(TASK TO CARRY OUT)
Print out every record exactly as it appears.

Pointing dataset records:
▬▬▬▬▬▬

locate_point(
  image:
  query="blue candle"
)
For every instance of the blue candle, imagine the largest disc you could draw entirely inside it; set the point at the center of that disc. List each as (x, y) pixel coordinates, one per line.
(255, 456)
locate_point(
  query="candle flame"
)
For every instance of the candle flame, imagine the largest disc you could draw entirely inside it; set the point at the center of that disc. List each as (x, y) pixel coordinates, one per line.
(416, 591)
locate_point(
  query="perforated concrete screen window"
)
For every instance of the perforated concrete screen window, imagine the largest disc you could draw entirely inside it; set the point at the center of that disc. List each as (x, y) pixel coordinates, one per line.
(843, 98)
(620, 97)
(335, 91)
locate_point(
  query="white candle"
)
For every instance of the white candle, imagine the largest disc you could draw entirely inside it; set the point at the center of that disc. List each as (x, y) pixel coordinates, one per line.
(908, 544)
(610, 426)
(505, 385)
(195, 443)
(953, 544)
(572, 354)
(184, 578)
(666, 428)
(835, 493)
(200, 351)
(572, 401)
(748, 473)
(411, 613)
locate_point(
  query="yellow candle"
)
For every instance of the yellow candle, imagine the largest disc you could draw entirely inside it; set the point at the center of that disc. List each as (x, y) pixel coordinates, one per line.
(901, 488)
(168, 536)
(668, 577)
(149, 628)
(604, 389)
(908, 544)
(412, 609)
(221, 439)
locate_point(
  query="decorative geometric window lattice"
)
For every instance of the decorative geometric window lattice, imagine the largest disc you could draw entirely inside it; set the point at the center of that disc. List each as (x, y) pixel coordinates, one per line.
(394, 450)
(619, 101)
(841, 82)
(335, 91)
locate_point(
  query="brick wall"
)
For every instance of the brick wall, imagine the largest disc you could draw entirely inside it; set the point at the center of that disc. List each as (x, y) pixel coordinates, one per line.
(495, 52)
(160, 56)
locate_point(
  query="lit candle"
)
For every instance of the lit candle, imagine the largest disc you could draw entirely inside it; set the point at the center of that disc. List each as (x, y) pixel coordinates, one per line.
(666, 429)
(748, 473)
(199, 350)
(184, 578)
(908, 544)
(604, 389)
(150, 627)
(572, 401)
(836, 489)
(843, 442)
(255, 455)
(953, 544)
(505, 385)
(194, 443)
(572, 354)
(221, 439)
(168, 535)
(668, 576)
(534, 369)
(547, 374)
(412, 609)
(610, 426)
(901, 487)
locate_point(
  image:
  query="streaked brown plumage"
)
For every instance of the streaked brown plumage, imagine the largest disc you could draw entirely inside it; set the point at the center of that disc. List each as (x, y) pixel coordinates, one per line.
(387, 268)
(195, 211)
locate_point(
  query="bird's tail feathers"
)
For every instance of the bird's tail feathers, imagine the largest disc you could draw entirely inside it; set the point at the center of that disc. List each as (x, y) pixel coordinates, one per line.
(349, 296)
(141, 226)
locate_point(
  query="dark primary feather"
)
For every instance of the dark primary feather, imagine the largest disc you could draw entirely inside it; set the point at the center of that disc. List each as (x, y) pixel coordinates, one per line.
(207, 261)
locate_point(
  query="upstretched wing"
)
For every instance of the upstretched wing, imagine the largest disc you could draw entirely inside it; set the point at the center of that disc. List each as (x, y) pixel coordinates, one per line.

▬▬▬▬▬▬

(WRITTEN ANSWER)
locate_point(
  image:
  query="blue candle"
)
For every instance of the blue candle, imagine the largest disc you could draw entirely inside it; set the point at the center of that disc. List each as (x, y) pixel coordinates, one per line.
(255, 456)
locate_point(
  query="candle flame"
)
For every instance of the candle flame, imagine the largest disc you could draw entirely inside it; set the point at the center of that disc. List each as (x, y) pixel coordinates, one per line.
(416, 591)
locate_point(
  query="perforated concrete screen window"
)
For every instance of the perforated concrete screen window, imagine the largest disc you could draw entirely inside it; set the point at the center of that disc. List each as (x, y) pixel coordinates, one per line.
(843, 98)
(620, 97)
(335, 91)
locate_point(
  query="white candle"
)
For every instance of the white candle, imagine the largest disc you could draw entirely inside it; set the point at the center of that disc. List each as (x, y) pixel coordinates, one per line.
(908, 544)
(610, 426)
(505, 385)
(195, 443)
(953, 544)
(572, 354)
(184, 578)
(666, 428)
(835, 493)
(200, 351)
(572, 401)
(748, 473)
(411, 613)
locate_point(
  query="yellow candle"
)
For every instance of the yellow candle, imagine the largest disc you could draw entirely inside it; set the point at the center of that disc. List each as (x, y) pixel coordinates, one per line.
(901, 488)
(168, 536)
(668, 577)
(149, 628)
(604, 389)
(908, 544)
(412, 609)
(221, 439)
locate_point(
  query="decorative geometric window lattice"
)
For every instance of the decorative geometric window lattice, imagine the largest disc you could draw entirely inside it; set the point at the center of that disc. List each as (x, y) pixel coordinates, one per line.
(394, 450)
(619, 101)
(841, 82)
(335, 91)
locate_point(
  query="brick wall"
)
For every instance of the brick wall, imagine the largest disc you could draw entirely inside it; set the point at the center of that disc. List each as (x, y) pixel coordinates, one per line.
(495, 52)
(160, 56)
locate_point(
  query="lit candle"
)
For every instance of the lit candle, imagine the largest disc you could draw entirely inside it; set the point at the center of that disc. List each as (x, y) pixel coordinates, one per line.
(666, 429)
(748, 473)
(199, 350)
(184, 578)
(908, 544)
(604, 389)
(150, 627)
(572, 401)
(836, 489)
(843, 442)
(255, 455)
(953, 544)
(505, 385)
(194, 443)
(572, 354)
(221, 439)
(168, 535)
(668, 576)
(534, 369)
(547, 374)
(412, 609)
(610, 426)
(901, 487)
locate_point(
  image:
  query="streaked brown plumage"
)
For every instance of the streaked brown plumage, imagine the largest disc you could draw entirely inside it; set the point at the center of that disc. List each as (x, y) pixel coordinates, one per line.
(387, 268)
(195, 211)
locate_point(
  query="bird's tail feathers"
)
For every instance of the bird's tail feathers, imagine the largest disc you could draw entirely inside it; set the point at the center of that disc. List each as (x, y) pixel coordinates, one per line.
(349, 296)
(141, 226)
locate_point(
  query="dark primary feather"
)
For every instance of the dark primary feather, imagine the largest disc you could draw entirely inside it; set the point at the center of that disc. List each as (x, y) pixel coordinates, one per line.
(207, 261)
locate_point(
  query="upstretched wing"
)
For every instance of the upstretched wing, imagine the largest disc you could draw entirely inside it; set the point at the center of that disc. List each as (x, y) pixel coordinates, one per line.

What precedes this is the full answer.